> **Requirement**: Could you express every item below as a numbered list, skipping blank lines and leaving the pictures out?

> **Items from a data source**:

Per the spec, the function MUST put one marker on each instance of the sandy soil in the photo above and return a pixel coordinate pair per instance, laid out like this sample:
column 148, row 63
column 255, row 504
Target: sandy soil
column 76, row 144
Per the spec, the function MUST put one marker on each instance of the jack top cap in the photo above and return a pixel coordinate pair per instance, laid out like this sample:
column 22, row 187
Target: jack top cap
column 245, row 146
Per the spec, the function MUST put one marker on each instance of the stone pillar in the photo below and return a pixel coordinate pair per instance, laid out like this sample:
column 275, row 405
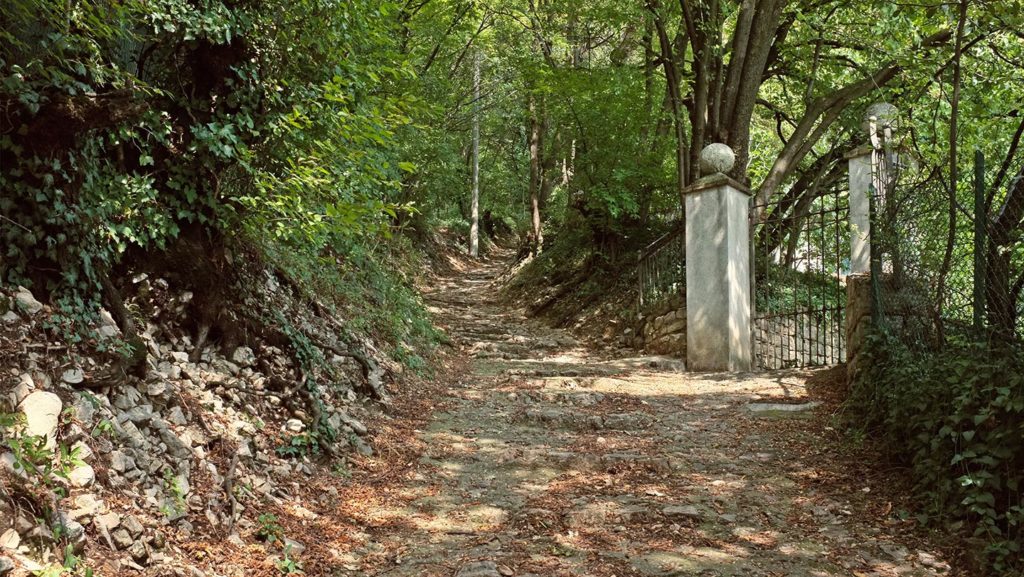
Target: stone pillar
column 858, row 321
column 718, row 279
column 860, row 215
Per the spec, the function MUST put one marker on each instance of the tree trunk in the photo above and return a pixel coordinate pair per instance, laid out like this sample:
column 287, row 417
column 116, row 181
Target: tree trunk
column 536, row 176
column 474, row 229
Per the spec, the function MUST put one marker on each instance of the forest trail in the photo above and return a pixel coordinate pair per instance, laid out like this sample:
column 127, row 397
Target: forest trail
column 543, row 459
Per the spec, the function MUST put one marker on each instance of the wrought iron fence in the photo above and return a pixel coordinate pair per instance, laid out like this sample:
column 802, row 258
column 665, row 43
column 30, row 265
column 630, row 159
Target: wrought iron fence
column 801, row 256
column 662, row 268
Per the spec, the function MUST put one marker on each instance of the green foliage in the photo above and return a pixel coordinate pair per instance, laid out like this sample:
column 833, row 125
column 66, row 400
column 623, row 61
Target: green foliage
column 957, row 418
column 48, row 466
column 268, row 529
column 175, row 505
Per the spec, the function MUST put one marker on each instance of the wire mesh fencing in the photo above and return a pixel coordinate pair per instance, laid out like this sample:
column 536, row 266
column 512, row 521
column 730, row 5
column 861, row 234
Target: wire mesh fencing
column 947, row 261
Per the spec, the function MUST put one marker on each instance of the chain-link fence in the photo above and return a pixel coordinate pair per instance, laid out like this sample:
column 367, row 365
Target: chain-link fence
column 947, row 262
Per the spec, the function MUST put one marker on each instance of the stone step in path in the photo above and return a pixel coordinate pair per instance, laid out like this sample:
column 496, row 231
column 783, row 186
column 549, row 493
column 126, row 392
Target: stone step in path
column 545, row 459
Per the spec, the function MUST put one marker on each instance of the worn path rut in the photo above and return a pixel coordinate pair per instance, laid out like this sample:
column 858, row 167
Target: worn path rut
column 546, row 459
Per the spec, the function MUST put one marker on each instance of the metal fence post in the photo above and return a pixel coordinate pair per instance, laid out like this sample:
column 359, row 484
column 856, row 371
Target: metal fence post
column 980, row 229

> **Solution to this task**:
1. Per the spec, the function MUST put one marker on each instance of the sandy soil in the photo above and return a pixel coordinate pair per instance, laid out like this sample:
2. column 148, row 63
3. column 255, row 504
4. Target: sandy soil
5. column 76, row 144
6. Per the spec, the function MUST put one marker on each instance of the jack top cap in the photo above and return a pixel coordinate pair per instance, laid out like this sample:
7. column 22, row 187
8. Target: jack top cap
9. column 245, row 146
10. Per the spec, the function MUST put one marker on each instance of the stone pillar in the photo below and return a pixel coordinate pair per instance, laid out like this sample:
11. column 275, row 405
12. Target: stone pillar
13. column 858, row 321
14. column 718, row 279
15. column 860, row 215
16. Per the spec, the function MUST put one marker on each instance of the tree trunk in the photo above and return a pixel coordinate pair per instance, laid out like this sample:
17. column 287, row 417
18. column 116, row 181
19. Target: tree trunk
20. column 536, row 176
21. column 474, row 229
22. Per the spec, the function MUST put one marker on each instance of the forest trail in the photo above and return a pixel coordinate pair per instance, laid out like this sample:
23. column 127, row 397
24. Target: forest trail
25. column 543, row 459
26. Per the spec, the function MUST put one marker on each instance of the wrought iron fence in the photo above and return a pixel coordinate pair per instance, laid out like this sample:
27. column 802, row 258
28. column 665, row 43
29. column 30, row 265
30. column 630, row 159
31. Target: wrought iron fence
32. column 801, row 256
33. column 662, row 268
34. Per the spec, the function MUST put one marker on each instance of the green foliage in the photo above and return a pixel coordinate pair per instance, laid out like this sample:
35. column 833, row 125
36. column 66, row 400
37. column 623, row 61
38. Target: green foliage
39. column 957, row 418
40. column 48, row 466
41. column 268, row 529
42. column 175, row 505
43. Per the spec, the function MUST put one marker on each instance of the wire mesh fencing in the photo above and return a pixel coordinate pair per instance, laid out like this sample:
44. column 536, row 266
45. column 512, row 521
46. column 730, row 5
47. column 861, row 234
48. Target: wire mesh fencing
49. column 947, row 261
50. Per the spec, the function MUST put one marker on each instance of the chain-link fence in the photo above and return a pixel coordinate pair per instance, laid out like this sample:
51. column 367, row 365
52. Target: chain-link fence
53. column 947, row 262
54. Per the spec, the function MUST put one marker on each instance of the stone step in path in the photo above and return a pixel coordinate pair per instance, laid out like this sample:
55. column 496, row 231
56. column 783, row 186
57. column 549, row 493
58. column 126, row 392
59. Target: stone step in path
60. column 545, row 459
61. Per the spec, the function MUST put one marker on each instance of the worn path rut in the photo above and return a pixel coordinate pair per instance, laid out like this sample:
62. column 858, row 167
63. Target: worn path rut
64. column 546, row 459
65. Per the spec, the function MUST put one marker on each instance of the metal fence post in the photo above and return a pixel coordinate pair per instance, laid out like this sample:
66. column 359, row 484
67. column 856, row 371
68. Target: metal fence post
69. column 980, row 229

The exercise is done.